• **Problem description**:
Restate the listing below with no word altered.

• **Listed entries**:
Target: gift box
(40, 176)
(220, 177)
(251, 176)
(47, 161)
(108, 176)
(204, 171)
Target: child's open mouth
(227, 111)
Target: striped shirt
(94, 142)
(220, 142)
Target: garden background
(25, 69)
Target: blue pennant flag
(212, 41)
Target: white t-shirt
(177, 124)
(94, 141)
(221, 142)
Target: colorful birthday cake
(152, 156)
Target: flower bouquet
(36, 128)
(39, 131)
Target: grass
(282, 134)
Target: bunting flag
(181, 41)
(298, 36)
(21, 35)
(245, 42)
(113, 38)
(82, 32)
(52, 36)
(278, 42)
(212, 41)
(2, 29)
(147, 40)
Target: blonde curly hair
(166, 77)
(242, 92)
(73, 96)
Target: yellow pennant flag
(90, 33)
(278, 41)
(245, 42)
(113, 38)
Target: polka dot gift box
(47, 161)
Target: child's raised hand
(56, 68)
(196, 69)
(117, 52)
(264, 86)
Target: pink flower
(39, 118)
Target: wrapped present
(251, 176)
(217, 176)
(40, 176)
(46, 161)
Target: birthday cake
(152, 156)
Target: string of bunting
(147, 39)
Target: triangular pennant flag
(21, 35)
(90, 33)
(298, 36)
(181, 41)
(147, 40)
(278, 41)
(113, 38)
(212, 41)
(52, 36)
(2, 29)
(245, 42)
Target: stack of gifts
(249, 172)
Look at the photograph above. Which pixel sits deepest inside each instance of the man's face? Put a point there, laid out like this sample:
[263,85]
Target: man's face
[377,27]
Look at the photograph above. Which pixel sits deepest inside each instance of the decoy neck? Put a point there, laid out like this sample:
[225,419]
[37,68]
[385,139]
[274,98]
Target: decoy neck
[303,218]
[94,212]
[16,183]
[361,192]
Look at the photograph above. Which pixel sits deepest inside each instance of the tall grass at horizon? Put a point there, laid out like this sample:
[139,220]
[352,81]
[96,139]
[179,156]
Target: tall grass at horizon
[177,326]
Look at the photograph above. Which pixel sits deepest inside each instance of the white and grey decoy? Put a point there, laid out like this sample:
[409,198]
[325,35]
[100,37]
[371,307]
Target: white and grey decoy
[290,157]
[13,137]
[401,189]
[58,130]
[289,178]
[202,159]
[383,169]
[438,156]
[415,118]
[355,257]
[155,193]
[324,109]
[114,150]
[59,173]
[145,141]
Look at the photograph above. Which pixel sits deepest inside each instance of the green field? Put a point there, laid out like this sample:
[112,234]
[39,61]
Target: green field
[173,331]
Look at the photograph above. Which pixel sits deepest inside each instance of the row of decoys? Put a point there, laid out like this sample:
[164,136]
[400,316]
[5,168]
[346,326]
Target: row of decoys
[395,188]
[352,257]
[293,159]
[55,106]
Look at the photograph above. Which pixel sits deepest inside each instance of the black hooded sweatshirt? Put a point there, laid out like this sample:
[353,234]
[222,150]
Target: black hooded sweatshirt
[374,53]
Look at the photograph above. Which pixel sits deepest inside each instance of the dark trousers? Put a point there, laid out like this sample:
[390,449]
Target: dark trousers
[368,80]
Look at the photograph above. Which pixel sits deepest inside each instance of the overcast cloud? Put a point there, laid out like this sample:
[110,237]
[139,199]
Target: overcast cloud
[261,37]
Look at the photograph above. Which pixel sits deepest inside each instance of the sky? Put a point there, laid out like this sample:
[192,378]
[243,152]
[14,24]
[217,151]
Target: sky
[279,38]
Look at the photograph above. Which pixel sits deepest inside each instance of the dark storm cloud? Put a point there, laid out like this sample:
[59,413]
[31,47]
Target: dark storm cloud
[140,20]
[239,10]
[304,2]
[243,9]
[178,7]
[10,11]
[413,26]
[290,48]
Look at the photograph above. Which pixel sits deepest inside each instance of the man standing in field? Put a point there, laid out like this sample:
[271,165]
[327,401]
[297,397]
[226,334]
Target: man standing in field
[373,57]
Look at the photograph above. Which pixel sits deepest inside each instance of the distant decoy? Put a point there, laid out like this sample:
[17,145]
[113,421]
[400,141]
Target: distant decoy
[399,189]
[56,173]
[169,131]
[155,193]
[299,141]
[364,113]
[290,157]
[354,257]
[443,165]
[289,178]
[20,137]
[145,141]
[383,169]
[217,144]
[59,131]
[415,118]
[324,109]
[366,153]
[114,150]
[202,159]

• **Task answer**:
Target: gift box
(40, 176)
(220, 177)
(251, 176)
(47, 161)
(108, 176)
(204, 171)
Target: child's open mouth
(227, 111)
Target: striped shirt
(94, 142)
(220, 142)
Target: garden background
(25, 69)
Target: blue pennant flag
(212, 41)
Target: white t-shirt
(177, 124)
(94, 141)
(221, 142)
Target: colorful birthday cake
(152, 156)
Target: flower bouquet
(36, 128)
(39, 131)
Target: grass
(282, 134)
Target: bunting flag
(181, 41)
(298, 36)
(21, 35)
(245, 42)
(113, 38)
(82, 32)
(52, 36)
(278, 42)
(212, 41)
(2, 29)
(147, 40)
Target: blonde curly hair
(166, 77)
(242, 92)
(73, 96)
Target: yellow pennant flag
(90, 33)
(278, 41)
(245, 42)
(113, 38)
Target: polka dot gift box
(47, 161)
Target: child's raised hand
(56, 68)
(196, 69)
(117, 52)
(264, 86)
Target: pink flower
(39, 118)
Target: wrapped present
(251, 176)
(217, 176)
(40, 176)
(46, 161)
Target: birthday cake
(152, 156)
Target: string of bunting
(147, 39)
Target: triangular pennant flag
(21, 35)
(90, 33)
(298, 36)
(181, 41)
(147, 40)
(278, 41)
(113, 38)
(212, 41)
(52, 36)
(2, 29)
(245, 42)
Target: stack of gifts
(249, 172)
Look at the photograph above. Which pixel sits deepest inside each instance of the man's face? Put a point there, laid out like this sample:
[263,85]
Target: man's face
[377,27]
Look at the photograph above. Which pixel sits deepest inside each instance of the decoy neck? Put a point there, laid out like this sample:
[225,419]
[37,68]
[385,139]
[274,98]
Target: decoy neck
[303,218]
[94,212]
[16,183]
[361,192]
Look at the photograph above. Which pixel sits deepest inside each instance of the tall grass at horizon? Put a point there, laid out like this sample:
[139,220]
[352,81]
[96,139]
[179,156]
Target: tall grass at horizon
[177,326]
Look at the photograph above. Which pixel sits deepest inside each instance of the white and grey decoy? Put a point there, laid out like this sample:
[409,198]
[325,35]
[100,37]
[371,307]
Target: white and grey decoy
[290,157]
[13,137]
[401,189]
[58,130]
[289,178]
[202,159]
[383,169]
[438,156]
[415,118]
[355,257]
[155,193]
[324,109]
[114,150]
[59,173]
[145,141]
Look at the photograph above. Which pixel sits deepest inside each instance of the green field? Put a point there, laid out like this sample:
[112,234]
[39,61]
Target: green field
[173,331]
Look at the photograph above. Which pixel sits deepest inside each instance of the row of decoys? Put a point there, laid out like this sample:
[164,136]
[400,316]
[5,168]
[346,326]
Target: row of decoys
[395,188]
[352,257]
[293,159]
[55,106]
Look at the photograph above. Which pixel sits deepest inside each instance of the black hooded sweatshirt? Put a point there, laid out like this sample:
[353,234]
[222,150]
Target: black hooded sweatshirt
[374,53]
Look at the photograph above. Which pixel sits deepest inside each instance of the dark trousers? Put a point there, laid out like this sample:
[390,449]
Target: dark trousers
[368,80]
Look at the photograph above. Which pixel sits deepest inside each instance of the overcast cloud? Put a point there, laid out like this sample:
[110,237]
[139,199]
Target: overcast cloud
[261,37]
Look at the photograph above. Which pixel sits deepest inside each instance of the sky? Put a point there, laid out like this sample:
[192,378]
[243,152]
[14,24]
[217,151]
Target: sky
[279,38]
Look at the photograph above. Which pixel sits deepest inside each instance of the dark storm cloud? Put a point there, laid out like this sample:
[59,413]
[31,47]
Target: dark storm cloud
[140,20]
[239,10]
[304,2]
[243,9]
[178,7]
[10,11]
[413,26]
[290,48]
Look at the photograph above. Which pixel sits deepest inside each instance of the man standing in field? Put a point there, laid out like this sample:
[271,165]
[327,401]
[297,397]
[226,334]
Target: man standing in field
[373,57]
Look at the photograph above. Which pixel sits deepest inside each instance of the distant decoy? Put a point there, laid out like this sample:
[17,145]
[113,421]
[400,141]
Target: distant decoy
[399,189]
[56,173]
[169,131]
[155,193]
[299,141]
[364,113]
[290,157]
[354,257]
[443,165]
[289,178]
[20,137]
[145,141]
[383,169]
[217,144]
[59,131]
[415,118]
[324,109]
[366,153]
[114,150]
[202,159]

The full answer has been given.